### Instruction
Copy out each line exactly as it appears.

* Start Data supplied *

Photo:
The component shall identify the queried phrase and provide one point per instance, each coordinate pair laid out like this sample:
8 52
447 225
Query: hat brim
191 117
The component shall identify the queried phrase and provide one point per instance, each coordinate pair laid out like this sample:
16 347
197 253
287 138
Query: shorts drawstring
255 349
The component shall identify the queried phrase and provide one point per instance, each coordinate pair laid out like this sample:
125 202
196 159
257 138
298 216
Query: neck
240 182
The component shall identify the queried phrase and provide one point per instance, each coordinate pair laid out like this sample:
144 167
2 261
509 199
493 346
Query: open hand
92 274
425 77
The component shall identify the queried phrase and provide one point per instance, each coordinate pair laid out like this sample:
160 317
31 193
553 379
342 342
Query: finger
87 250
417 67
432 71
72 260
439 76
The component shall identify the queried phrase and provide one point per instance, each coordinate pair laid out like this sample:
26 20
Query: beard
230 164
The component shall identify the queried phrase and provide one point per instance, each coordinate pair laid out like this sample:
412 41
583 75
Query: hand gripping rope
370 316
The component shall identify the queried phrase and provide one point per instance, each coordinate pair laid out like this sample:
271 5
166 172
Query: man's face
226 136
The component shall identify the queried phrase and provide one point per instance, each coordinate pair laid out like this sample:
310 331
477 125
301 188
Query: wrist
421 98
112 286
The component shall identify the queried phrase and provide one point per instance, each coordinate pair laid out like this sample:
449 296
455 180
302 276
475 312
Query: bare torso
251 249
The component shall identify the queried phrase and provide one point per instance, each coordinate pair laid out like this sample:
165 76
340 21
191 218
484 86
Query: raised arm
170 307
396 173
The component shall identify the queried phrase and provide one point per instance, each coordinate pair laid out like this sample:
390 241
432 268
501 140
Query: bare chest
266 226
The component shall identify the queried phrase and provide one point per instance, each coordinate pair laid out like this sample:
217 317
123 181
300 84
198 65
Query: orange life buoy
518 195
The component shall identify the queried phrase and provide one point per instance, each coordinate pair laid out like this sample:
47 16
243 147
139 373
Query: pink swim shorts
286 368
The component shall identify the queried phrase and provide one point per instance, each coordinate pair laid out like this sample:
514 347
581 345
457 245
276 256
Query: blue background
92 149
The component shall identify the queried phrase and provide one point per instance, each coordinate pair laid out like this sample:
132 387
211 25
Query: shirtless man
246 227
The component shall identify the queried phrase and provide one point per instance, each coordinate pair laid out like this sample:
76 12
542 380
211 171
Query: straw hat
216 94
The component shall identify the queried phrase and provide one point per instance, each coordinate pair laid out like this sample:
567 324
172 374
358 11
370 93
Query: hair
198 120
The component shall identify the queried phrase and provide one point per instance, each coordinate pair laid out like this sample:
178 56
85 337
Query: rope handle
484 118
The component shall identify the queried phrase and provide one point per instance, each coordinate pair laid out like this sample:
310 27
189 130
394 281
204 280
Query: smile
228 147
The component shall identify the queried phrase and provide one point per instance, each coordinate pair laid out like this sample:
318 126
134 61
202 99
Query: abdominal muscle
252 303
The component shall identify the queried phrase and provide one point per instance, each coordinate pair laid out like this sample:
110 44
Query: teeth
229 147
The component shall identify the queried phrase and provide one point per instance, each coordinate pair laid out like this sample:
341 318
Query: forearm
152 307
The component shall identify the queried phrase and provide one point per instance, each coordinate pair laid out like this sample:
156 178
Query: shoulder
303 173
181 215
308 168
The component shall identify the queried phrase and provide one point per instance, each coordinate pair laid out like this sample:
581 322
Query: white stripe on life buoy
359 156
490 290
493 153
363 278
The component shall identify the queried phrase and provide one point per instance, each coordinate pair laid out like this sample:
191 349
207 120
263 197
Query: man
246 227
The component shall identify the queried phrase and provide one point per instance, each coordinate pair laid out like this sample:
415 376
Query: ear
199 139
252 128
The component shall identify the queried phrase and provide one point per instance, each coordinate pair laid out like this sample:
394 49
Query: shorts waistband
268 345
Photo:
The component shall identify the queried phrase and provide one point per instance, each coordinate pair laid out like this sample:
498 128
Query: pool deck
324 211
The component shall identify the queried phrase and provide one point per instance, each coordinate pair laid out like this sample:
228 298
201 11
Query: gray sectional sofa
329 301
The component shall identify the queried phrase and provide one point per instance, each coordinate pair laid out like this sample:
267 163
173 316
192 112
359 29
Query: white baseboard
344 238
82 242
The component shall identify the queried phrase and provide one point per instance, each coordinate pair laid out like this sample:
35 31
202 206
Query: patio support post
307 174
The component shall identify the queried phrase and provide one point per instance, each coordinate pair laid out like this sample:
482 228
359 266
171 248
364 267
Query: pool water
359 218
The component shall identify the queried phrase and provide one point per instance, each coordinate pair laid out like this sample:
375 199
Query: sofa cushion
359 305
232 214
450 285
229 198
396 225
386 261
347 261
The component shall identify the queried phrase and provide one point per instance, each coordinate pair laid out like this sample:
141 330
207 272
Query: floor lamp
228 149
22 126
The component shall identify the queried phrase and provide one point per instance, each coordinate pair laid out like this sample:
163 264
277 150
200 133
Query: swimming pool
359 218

* End Data supplied *

### Correct response
Photo:
The component shall identify the queried phrase and provide one point per instance, each coordinate pair laid out like this sample:
8 52
447 225
Query: hat brim
191 117
The component shall identify the queried phrase and provide one point per instance, each coordinate pair laid out like this sample:
16 347
197 253
287 138
Query: shorts drawstring
255 349
The component shall identify the queried phrase and provide one point per instance, each coordinate pair laid out like this sample:
125 202
196 159
257 138
298 216
Query: neck
240 182
The component shall identify the queried phrase and provide one point per instance, each coordinate pair laid out like this sample:
144 167
2 261
509 199
493 346
Query: open hand
92 274
425 77
The component shall identify the queried phrase and provide one point per instance, each coordinate pair laid out like this sample:
160 317
31 193
553 379
342 342
Query: finger
87 250
417 67
432 71
72 260
439 76
The component shall identify the queried phrase and provide one point per instance, each coordinate pair laid out like this sample:
26 20
Query: beard
230 164
The component shall identify the queried phrase and provide one point per instance, each coordinate pair laid out like this sample:
412 41
583 75
Query: hand gripping rope
370 316
The component shall identify the queried phrase and provide one point per instance, each coordinate pair laid out like this sample:
271 5
166 172
Query: man's face
226 136
The component shall identify the queried phrase and provide one point per instance, each coordinate pair laid out like this sample:
310 331
477 125
301 188
Query: wrist
421 98
112 286
The component shall identify the queried phrase and provide one point per instance, each coordinate pair laid out like this sample:
449 296
455 180
302 276
475 312
Query: bare torso
251 249
The component shall identify the queried phrase and provide one point per instance, each coordinate pair laid out like this sample:
165 76
340 21
191 218
484 86
Query: raised arm
170 307
396 173
The component shall identify the queried phrase and provide one point per instance, each coordinate pair laid out like this sample:
390 241
432 268
501 140
Query: bare chest
266 226
The component shall identify the queried phrase and provide one point per instance, each coordinate pair laid out like this sample:
217 317
123 181
300 84
198 65
Query: orange life buoy
518 195
The component shall identify the queried phrase and provide one point per instance, each coordinate pair laid out like this sample:
47 16
243 147
139 373
Query: pink swim shorts
286 368
The component shall identify the queried phrase and provide one point per instance, each coordinate pair laid out like this sample:
514 347
581 345
457 245
276 256
Query: blue background
92 149
The component shall identify the queried phrase and provide one point per instance, each coordinate pair laid out like this sample:
132 387
211 25
Query: shirtless man
246 227
The component shall identify the queried phrase and provide one point per instance, each coordinate pair laid out like this sample:
76 12
542 380
211 171
Query: straw hat
216 94
The component shall identify the queried phrase and provide one point per instance, each coordinate pair laid out like this sample:
567 324
172 374
358 11
370 93
Query: hair
198 120
The component shall identify the queried phrase and provide one point per instance, each coordinate pair laid out like this sample:
178 56
85 337
Query: rope handle
484 118
The component shall identify the queried phrase and provide one point per instance, each coordinate pair laid out like this sample:
310 27
189 130
394 281
204 280
Query: smile
228 147
The component shall identify the queried phrase and provide one point per instance, each coordinate pair laid out like this sample:
318 126
134 61
202 99
Query: abdominal muscle
252 303
The component shall identify the queried phrase and provide one point per instance, each coordinate pair laid out like this sample:
110 44
Query: teeth
229 147
The component shall identify the queried phrase and provide one point per instance, each coordinate pair laid out like this sample:
341 318
Query: forearm
152 307
The component shall identify the queried phrase and provide one point per instance, each coordinate pair laid out like this sample:
156 178
Query: shoulder
303 173
181 215
308 168
The component shall identify the queried phrase and provide one point per instance, each coordinate pair laid out like this sample:
581 322
Query: white stripe on life buoy
359 156
490 290
493 153
363 278
The component shall identify the queried phrase and provide one point per instance, each coordinate pair laid out like this sample:
191 349
207 120
263 197
Query: man
246 227
The component shall identify the queried phrase and provide one point per instance, each coordinate pair laid out like this sample:
415 376
Query: ear
199 139
252 128
The component shall identify the queried phrase and provide one point per instance, each coordinate pair laid out like this sample:
394 49
Query: shorts waistband
268 345
Photo:
The component shall identify the queried phrase and provide one point per instance, each coordinate pair laid out like this sample:
498 128
Query: pool deck
324 211
The component shall identify the queried phrase and provide one point per instance, each coordinate pair laid out like this sample:
228 298
201 11
Query: gray sectional sofa
329 301
The component shall identify the queried phrase and provide one point per instance, each coordinate pair laid out like this sample:
267 163
173 316
192 112
359 29
Query: white baseboard
344 238
82 242
The component shall identify the queried phrase and provide one point per instance, each coordinate pair laid out like this sample:
35 31
202 206
Query: patio support post
307 174
The component shall identify the queried phrase and provide one point per instance, each coordinate pair laid out like this sample:
482 228
359 266
171 248
364 267
Query: pool water
359 218
The component shall identify the queried phrase and provide one point per instance, each coordinate pair laid out like this sample:
375 199
Query: sofa cushion
359 305
232 214
450 285
229 198
396 225
386 261
347 261
The component shall identify the queried phrase and provide one point per instance, each coordinate pair laid out like this sample:
141 330
207 272
Query: floor lamp
228 149
22 126
The component shall identify the queried phrase and provide one point per instance, each coordinate pair laid out like this sample:
163 264
277 150
200 133
Query: swimming pool
359 218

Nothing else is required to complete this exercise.